-- BEGIN Material for this exercise --

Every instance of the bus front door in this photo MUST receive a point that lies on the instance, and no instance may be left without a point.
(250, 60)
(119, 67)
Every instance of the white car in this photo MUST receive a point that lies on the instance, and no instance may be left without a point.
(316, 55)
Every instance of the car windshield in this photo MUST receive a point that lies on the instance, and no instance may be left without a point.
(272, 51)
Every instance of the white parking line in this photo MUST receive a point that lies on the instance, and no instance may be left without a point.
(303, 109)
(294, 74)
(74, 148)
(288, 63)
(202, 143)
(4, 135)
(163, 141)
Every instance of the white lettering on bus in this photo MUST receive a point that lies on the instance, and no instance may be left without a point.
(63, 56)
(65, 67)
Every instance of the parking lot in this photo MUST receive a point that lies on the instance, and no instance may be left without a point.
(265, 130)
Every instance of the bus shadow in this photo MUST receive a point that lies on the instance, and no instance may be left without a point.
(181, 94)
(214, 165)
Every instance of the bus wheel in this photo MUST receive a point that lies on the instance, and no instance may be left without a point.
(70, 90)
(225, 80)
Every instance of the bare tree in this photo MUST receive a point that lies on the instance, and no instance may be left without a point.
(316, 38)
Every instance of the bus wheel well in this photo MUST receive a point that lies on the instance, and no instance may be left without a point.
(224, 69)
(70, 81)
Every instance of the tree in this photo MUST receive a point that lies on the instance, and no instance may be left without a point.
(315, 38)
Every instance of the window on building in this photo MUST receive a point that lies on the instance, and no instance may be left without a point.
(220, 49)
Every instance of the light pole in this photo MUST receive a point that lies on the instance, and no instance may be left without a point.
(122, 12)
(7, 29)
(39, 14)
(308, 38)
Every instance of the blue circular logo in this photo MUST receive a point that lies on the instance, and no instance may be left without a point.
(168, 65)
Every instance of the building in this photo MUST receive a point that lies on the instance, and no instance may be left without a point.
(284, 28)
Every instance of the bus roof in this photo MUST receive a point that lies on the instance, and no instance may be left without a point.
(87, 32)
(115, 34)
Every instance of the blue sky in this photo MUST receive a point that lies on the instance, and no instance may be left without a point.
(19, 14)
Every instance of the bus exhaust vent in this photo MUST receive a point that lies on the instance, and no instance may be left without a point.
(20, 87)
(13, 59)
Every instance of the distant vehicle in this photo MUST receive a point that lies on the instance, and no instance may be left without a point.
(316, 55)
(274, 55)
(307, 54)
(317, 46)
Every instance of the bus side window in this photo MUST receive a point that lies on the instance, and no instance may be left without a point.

-- END Material for this exercise --

__Your goal__
Quote every one of the records above word for word, keeping their original order and adding nothing.

__Written solution__
Every instance of the bus front door in this photo MUST receive a point that lies on the instance, and no instance may be left without a point.
(250, 60)
(119, 67)
Every instance of the white car in this photo MUST receive a point that lies on the instance, and no instance may be left without a point.
(316, 55)
Every instance of the car windshield in this photo MUST receive a point that lies on the instance, and no instance may be left without a point.
(272, 51)
Every instance of the white parking line in this photo MUST receive a point that lies on the instance, and no instance may be left without a point.
(303, 109)
(294, 74)
(74, 148)
(288, 63)
(202, 143)
(4, 135)
(163, 141)
Every instance of the white lettering on bus in this photo MUST receive a point that lies on the instance, and no instance may be left without a point.
(63, 56)
(65, 67)
Every instance of the parking lot in this photo MUST receive a point that lies on the instance, and no instance may be left without a point.
(265, 130)
Every instance of the bus shadow in this photo MUST receive a point that lies on the instance, and no instance may be left without a point.
(181, 94)
(214, 165)
Every instance of the bus wheel in this photo MUST receive a point that lies on the instance, and no instance may be left without a point.
(70, 90)
(225, 80)
Every instance of the bare tree in this photo MUST receive a point that lies on the instance, and no instance may be left without a point.
(316, 38)
Every instance of the bus wheel well in this photo MUST receive a point that lies on the instance, and no instance may be left without a point.
(224, 69)
(70, 81)
Every instance of the tree in this photo MUST receive a point that lies on the instance, and no instance may be left without a point.
(315, 38)
Every instance of the window on building in this photo MUST receive a point that lies on the instance, and no instance may be left without a point.
(220, 49)
Every instance of the light pole in this photo MUST receive a point that lies on the instance, and no instance may be left without a point.
(122, 12)
(7, 29)
(39, 14)
(308, 38)
Every instance of the blue circular logo in this photo MUST receive a point that lies on the instance, and no instance may be left without a point.
(168, 65)
Every instance of the building in this photo MUST receive a point that lies on the instance, and no instance may be left without a point.
(284, 28)
Every instance of the bus roof in this photo MUST receive a point that lies on the instance, and no instance may be left without a point.
(87, 32)
(115, 34)
Every instance of the blue sky in this photo MUST receive a point that lies on the instance, and no instance may be left without a point.
(19, 14)
Every instance of the bus exhaust vent in this photo MUST receive a point that lies on the instance, and no instance may be left without a point.
(20, 87)
(13, 59)
Every instance of the distant vehicle in this photo MUST receive a point that lies on the instance, and no instance may be left without a point.
(316, 55)
(274, 55)
(307, 54)
(317, 46)
Every instance of the bus side window in this photo MUST receive a point that lies on the instance, and no instance may be left without a point.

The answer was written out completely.